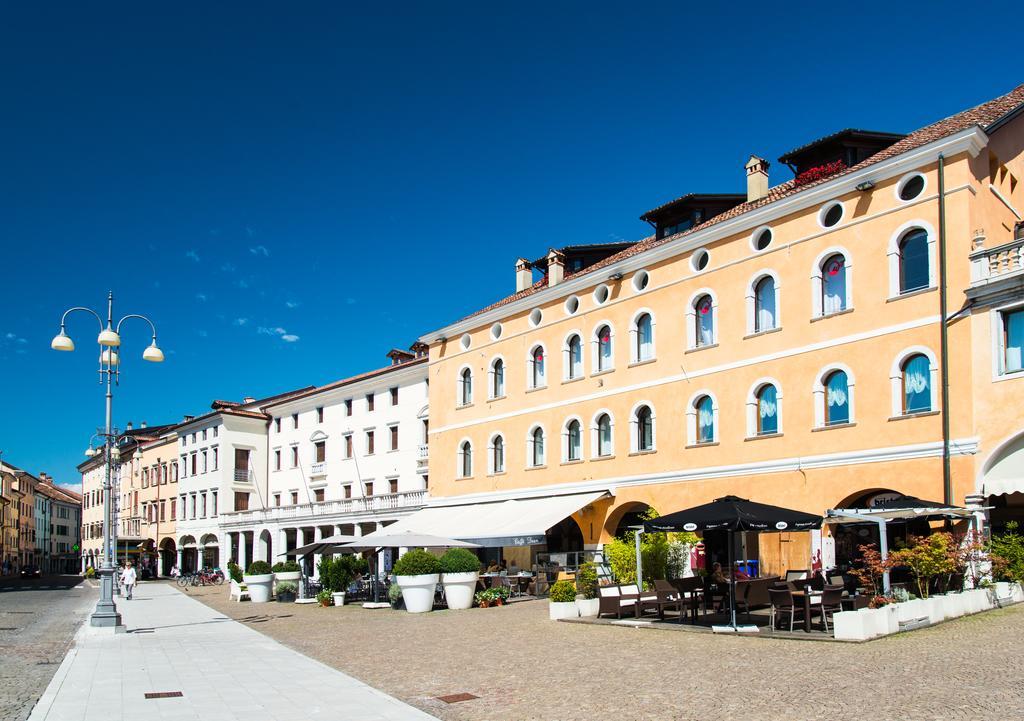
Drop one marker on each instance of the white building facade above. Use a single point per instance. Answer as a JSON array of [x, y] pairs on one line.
[[348, 458]]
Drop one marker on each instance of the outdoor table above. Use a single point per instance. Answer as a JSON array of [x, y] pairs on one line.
[[807, 598]]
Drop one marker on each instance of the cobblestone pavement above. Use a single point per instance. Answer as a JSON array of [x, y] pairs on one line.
[[524, 667], [38, 620]]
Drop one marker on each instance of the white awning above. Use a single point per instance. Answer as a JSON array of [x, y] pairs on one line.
[[513, 522]]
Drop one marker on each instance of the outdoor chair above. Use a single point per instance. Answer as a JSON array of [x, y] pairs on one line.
[[610, 600], [832, 601], [781, 602]]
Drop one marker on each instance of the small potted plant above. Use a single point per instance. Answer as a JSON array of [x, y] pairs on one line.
[[287, 570], [460, 570], [562, 597], [589, 604], [259, 580], [417, 574], [286, 591]]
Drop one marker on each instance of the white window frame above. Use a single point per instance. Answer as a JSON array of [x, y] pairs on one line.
[[817, 282], [896, 380], [893, 255], [818, 392], [752, 408]]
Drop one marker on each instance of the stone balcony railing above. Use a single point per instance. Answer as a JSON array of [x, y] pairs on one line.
[[989, 264], [408, 501]]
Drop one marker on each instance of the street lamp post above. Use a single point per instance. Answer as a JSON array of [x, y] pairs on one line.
[[109, 339]]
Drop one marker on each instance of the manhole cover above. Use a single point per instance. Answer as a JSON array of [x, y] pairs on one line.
[[456, 697]]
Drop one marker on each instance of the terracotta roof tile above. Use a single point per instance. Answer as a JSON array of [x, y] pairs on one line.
[[982, 115]]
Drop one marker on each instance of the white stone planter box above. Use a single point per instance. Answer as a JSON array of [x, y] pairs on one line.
[[418, 591], [560, 609], [588, 607], [259, 587], [849, 626], [460, 589]]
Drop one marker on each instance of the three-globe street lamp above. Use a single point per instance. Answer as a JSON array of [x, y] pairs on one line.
[[109, 339]]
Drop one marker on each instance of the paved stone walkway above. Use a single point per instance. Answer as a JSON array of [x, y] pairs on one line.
[[524, 667], [225, 672]]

How to complete this task — Which lines run from the one containing "Drop one marker on each instance of the three-globe" to the end of the entries above? Quote exactly those, and only those.

Completed exercise —
Drop one marker on each instance of the three-globe street lamp above. Use a single point per instance. Answer as a JSON array of [x, y] pairs on one line.
[[109, 339]]
Drop one marker on each instance of the paved stone walkway above. Use a single point per instance. Answer as a JSON array of [x, y] pairs on one line.
[[524, 667], [225, 672]]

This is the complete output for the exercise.